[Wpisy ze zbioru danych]
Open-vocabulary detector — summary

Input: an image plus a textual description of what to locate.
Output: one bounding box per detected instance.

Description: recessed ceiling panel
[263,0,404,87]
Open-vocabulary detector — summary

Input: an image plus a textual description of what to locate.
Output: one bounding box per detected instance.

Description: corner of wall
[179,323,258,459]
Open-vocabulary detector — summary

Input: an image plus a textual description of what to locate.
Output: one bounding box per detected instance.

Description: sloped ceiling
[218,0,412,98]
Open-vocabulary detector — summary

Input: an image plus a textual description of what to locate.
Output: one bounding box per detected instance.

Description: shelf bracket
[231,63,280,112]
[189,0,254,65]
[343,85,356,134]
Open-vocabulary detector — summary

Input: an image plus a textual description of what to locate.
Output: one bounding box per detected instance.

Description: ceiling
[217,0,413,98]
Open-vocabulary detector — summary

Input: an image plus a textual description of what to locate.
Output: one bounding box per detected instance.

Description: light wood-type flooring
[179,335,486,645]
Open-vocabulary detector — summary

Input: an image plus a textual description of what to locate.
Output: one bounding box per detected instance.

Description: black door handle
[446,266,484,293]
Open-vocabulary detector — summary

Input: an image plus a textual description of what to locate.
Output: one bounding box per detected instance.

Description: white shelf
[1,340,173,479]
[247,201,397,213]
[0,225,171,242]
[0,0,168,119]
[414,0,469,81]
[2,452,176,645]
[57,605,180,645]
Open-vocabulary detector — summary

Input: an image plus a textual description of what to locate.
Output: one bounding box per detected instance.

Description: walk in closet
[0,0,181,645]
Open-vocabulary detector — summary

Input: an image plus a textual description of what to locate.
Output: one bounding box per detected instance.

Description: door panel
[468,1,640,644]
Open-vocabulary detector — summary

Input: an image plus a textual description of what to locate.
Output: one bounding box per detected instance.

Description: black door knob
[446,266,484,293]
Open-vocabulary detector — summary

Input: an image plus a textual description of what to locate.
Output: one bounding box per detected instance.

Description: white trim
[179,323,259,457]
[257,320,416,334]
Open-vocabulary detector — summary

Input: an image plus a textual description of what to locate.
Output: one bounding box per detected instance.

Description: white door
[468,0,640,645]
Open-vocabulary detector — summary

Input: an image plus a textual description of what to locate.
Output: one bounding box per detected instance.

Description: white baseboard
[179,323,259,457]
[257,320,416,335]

Zadanie pisemne:
Podaj ponownie wszystkie powyższe wiersze, bez najmniejszej zmiany.

Wynik końcowy:
Open-vocabulary detector — summary

Input: an image plus a textual description of what to locate.
Output: one bounding box per detected instance.

Description: recessed ceiling panel
[263,0,404,87]
Open-vocabulary detector — summary

Input: an image plus a textual description of what to locate.
Output: one bounding box per detected instance.

Description: corner of wall
[179,323,258,459]
Open-vocabulary detector — summary

Input: an image plus a textual description of what to locate.
Output: one bounding box per detected instance.

Description: sloped ceiling
[218,0,412,98]
Open-vocabulary detector — summary

Input: an image plus a textual description of what to locate.
Output: one bounding box per detected instance.

Description: shelf bracket
[231,63,280,112]
[189,0,254,65]
[343,85,356,134]
Open-vocabulary detector — summary

Input: an image plus a textual description of what to locate.
Output: one bounding box per detected instance.

Description: ceiling
[217,0,413,98]
Open-vocabulary detector — summary

Input: an image plus a textual description of what to locate.
Output: one bounding box per detected instance.

Description: light wood-type flooring
[179,335,486,645]
Open-vocabulary detector — summary

Input: an image plus a textual description of what to locate.
Output: one bounding box per detected instance.

Description: black door handle
[446,266,484,293]
Open-vocabulary detector — summary

Input: an image plus a textual description of what to locate.
Output: one bounding box per detected instance.

Description: white shelf
[1,340,173,479]
[247,201,397,213]
[0,225,171,242]
[0,0,168,119]
[414,0,469,81]
[2,452,176,645]
[57,605,180,645]
Open-vocabulary detector — summary

Input: an image plus a textual description of what to locate.
Output: one bounding box per detected instance.

Description: walk in closet
[0,0,181,645]
Open-vocabulary detector — summary

Input: an image plus a textual description of what to locate.
Output: one bounding box per detected instance.

Description: door panel
[468,1,640,644]
Open-vocabulary detector — summary

Input: an image plus a textual description of what to locate.
Output: one bounding box per detected instance.

Description: black door knob
[446,266,484,293]
Open-vocabulary detector — summary

Input: an image plus a textual description of what to locate.
Output: one bounding box per detected instance.

Description: white trim
[179,323,259,457]
[257,320,416,334]
Open-vocabulary detector — summary

Input: an image plus a textual description of what to locate.
Output: one bounding box per detected instance.

Description: white door
[468,0,640,645]
Open-vocabulary detector — summary

Input: an image plus a textual description of what to locate.
Output: one bounding box per detected instance.

Description: white baseboard
[179,323,259,457]
[257,320,416,335]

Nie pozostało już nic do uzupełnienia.